● The problem:
Give only the number of lines in the rows that follow that contain the word "below".

● Supplied records:
***
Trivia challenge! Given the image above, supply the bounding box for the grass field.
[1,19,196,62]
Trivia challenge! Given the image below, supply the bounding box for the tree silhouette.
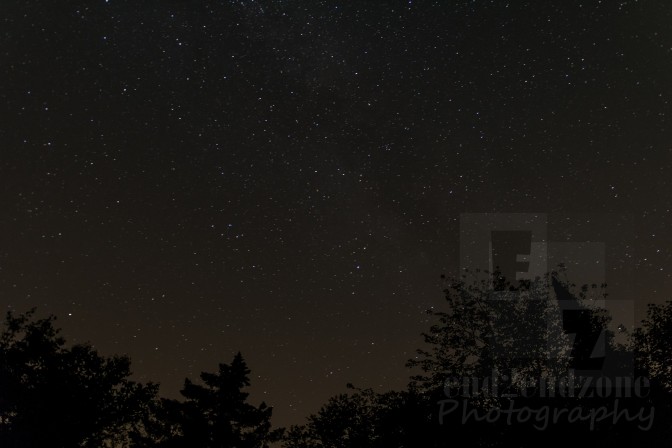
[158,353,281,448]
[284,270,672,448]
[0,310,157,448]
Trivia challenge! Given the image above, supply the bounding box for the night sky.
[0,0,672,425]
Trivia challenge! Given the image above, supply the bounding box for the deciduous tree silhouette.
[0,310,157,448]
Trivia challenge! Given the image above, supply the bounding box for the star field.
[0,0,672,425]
***
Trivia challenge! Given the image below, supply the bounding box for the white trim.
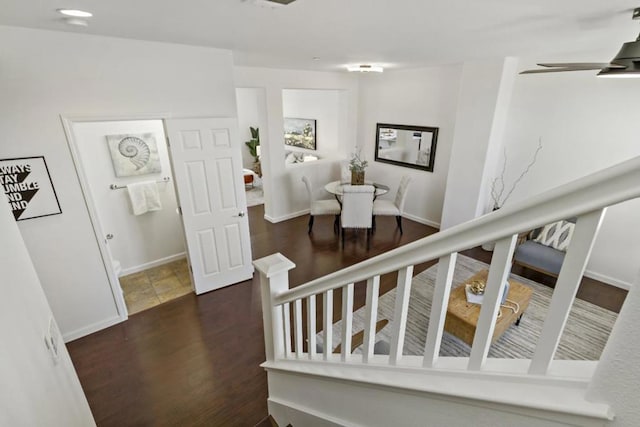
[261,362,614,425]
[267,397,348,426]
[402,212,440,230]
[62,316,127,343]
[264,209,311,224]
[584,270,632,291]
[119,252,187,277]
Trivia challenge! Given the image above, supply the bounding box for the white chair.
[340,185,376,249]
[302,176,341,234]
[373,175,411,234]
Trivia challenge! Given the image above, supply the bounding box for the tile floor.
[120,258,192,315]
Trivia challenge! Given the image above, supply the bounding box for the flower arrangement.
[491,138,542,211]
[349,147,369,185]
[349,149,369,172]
***
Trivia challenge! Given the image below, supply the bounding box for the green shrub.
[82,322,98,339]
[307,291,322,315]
***
● Task solution:
3